• **LISTING**
========================================================================

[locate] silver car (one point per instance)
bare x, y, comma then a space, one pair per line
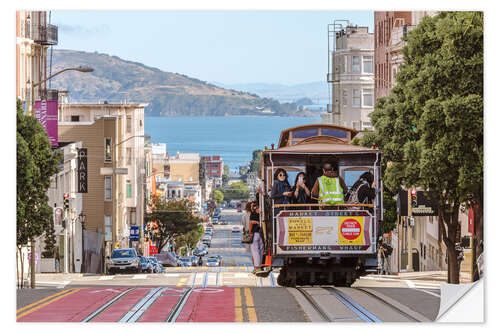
123, 260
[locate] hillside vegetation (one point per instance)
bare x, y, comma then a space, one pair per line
168, 94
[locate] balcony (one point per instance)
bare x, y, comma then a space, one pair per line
45, 34
49, 94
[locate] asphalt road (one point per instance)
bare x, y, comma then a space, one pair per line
224, 294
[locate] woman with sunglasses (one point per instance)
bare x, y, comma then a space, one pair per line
281, 192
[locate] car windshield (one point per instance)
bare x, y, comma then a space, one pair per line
123, 254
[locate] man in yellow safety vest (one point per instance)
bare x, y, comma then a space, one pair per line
329, 188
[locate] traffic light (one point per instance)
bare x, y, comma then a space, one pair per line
66, 201
414, 198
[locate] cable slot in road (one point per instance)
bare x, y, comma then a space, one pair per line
360, 311
177, 309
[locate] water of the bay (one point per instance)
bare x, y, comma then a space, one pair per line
233, 138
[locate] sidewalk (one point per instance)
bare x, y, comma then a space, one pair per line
441, 276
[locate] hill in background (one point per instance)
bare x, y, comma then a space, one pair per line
168, 94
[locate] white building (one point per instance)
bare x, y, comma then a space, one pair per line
350, 73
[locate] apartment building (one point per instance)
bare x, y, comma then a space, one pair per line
350, 73
34, 35
130, 153
104, 213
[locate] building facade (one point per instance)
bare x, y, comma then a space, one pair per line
34, 35
129, 145
351, 77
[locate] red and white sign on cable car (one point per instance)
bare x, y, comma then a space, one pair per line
350, 229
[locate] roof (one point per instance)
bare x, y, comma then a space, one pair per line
284, 134
323, 148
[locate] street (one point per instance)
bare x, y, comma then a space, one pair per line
229, 293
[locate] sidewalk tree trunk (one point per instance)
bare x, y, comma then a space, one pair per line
430, 126
36, 163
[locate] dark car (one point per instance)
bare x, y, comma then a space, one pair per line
157, 267
123, 260
167, 259
146, 265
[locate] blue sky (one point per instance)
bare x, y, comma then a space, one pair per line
286, 47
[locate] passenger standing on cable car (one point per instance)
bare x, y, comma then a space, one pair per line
329, 188
301, 193
281, 192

========================================================================

• **DIRECTIONS FOR THIS TASK**
Swap "cable car" for "streetcar" everywhere it appears in the records above, and write out all the records again with nothing else changed. Leave out the pictures.

• **COMPLETED TASK**
[locate] silver car (one point per instance)
bare x, y, comma then a space, one pair per line
123, 260
[locate] hillside vegetation (one point per instance)
bare x, y, comma then a space, one pair per line
168, 94
[locate] balcony (one point per instance)
bare x, y, comma then a space, one pair per line
45, 34
49, 94
[locate] asphalt road (one point per instance)
bare x, y, comma then a space, one pair per line
224, 294
[locate] woman with sunglasses (one point per instance)
bare x, y, comma then a space, one pair per line
281, 192
[locate] car windshield (one point per instance)
bare x, y, comma then a space, one pair per line
123, 254
[locate] man in yellow safety vest (one point per instance)
bare x, y, comma then a space, one pair per line
329, 188
[locate] traffic light (one point per instance)
bare x, y, comma then a space, one pair per line
66, 201
414, 198
[locate] cable slot in road (one point per instance)
bare x, y, comma then a space, one pair per line
360, 311
177, 309
[locate] water of the bay (one point per instance)
bare x, y, comma then a space, one pair per line
233, 138
[locate] sidewalk (one point per instance)
bare x, y, comma then a space, one pair per line
441, 276
[locate] hill in background (one point per instance)
bare x, y, comma then a space, one pair per line
168, 94
[locate] white building (one point per instance)
bare x, y, comma then a space, one pair per line
350, 73
[locate] apartment building (one point per instance)
bare x, y, comma then a space, one pair per line
350, 73
34, 35
130, 153
104, 213
[locate] building facade (one point per instance)
bare x, y, comma then a space, one pair per line
34, 35
129, 145
351, 77
[locate] red and white sign on streetcar (one point per instance)
bare x, y, comma then a space, one pair per line
350, 229
[locate] roof (one point per instance)
bare x, y, comma then a space, one pair per line
284, 134
323, 148
[locate] street (one point per instance)
bare x, y, comma then a space, one pair per line
229, 293
[locate] sidewalk tree trunk (one point per instance)
bare x, y, comma then a space, one pair per line
430, 126
36, 163
[locate] dark car (one point per instance)
bare x, y, comma then a space, one pair per line
157, 267
123, 260
167, 259
146, 265
[locate] blue sky (one point per instance)
bare x, y, comma then a space, one pair per line
286, 47
[locate] passenger standing on streetcar (one point per instance)
bare x, y, comma then a space, one pair per line
329, 188
301, 193
281, 192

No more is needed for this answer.